##### Data provided

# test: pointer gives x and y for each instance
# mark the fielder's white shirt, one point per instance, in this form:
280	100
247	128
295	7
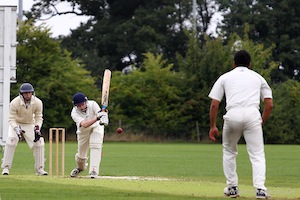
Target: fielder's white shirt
242	88
19	113
91	111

##########

Required work
The records above should be duplicated exactly, with none of their pictures kept.

Response box
# test: pointer gives x and y for each instance
# mark the fielder's white shirt, one point per instance, in this form:
280	100
247	128
295	7
Target: fielder's white shirt
242	88
19	113
91	111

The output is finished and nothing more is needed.